Drop all images and give the records again exactly.

Photo-based referring expression data:
________________________

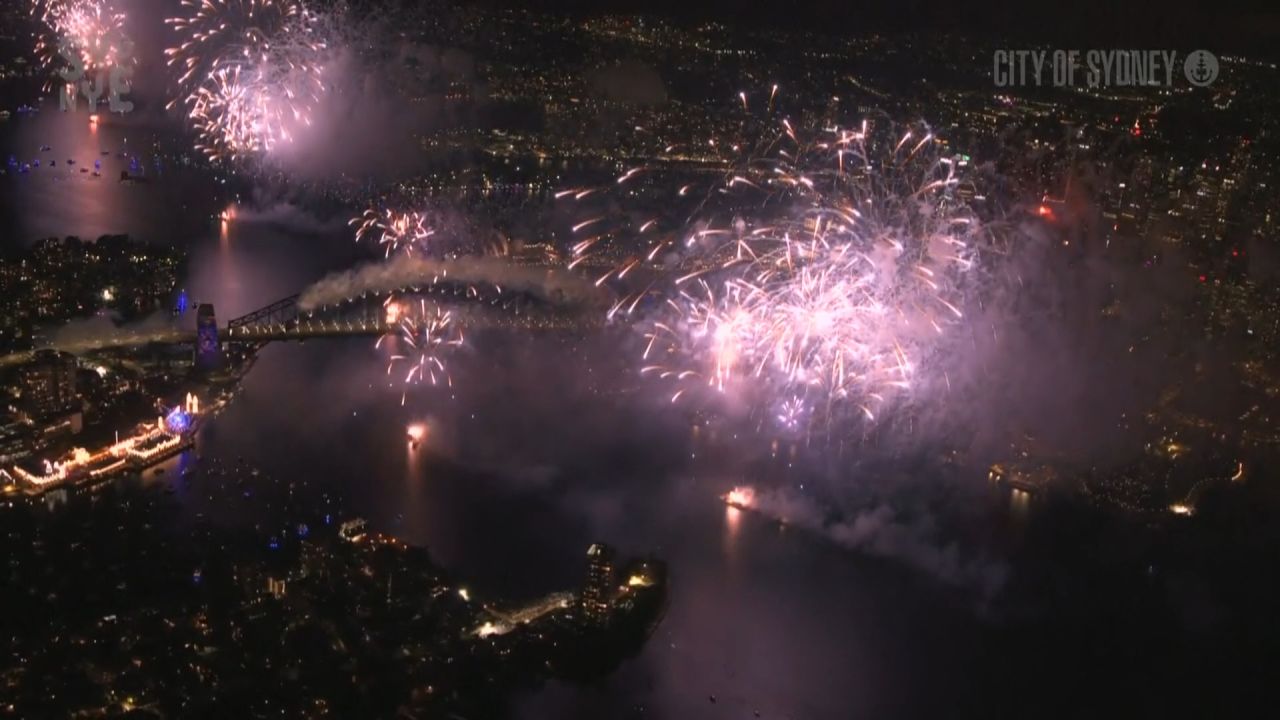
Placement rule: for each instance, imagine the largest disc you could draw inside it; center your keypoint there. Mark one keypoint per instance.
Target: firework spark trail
(397, 231)
(818, 276)
(251, 73)
(90, 30)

________________________

### OUTPUT FOR THIS TASK
Placement rule: for each instance, imagine the largest disc you could draw inside it; center your keypoint there. Mark one keypoint per instance.
Target: firework spark trail
(397, 231)
(818, 276)
(251, 73)
(90, 30)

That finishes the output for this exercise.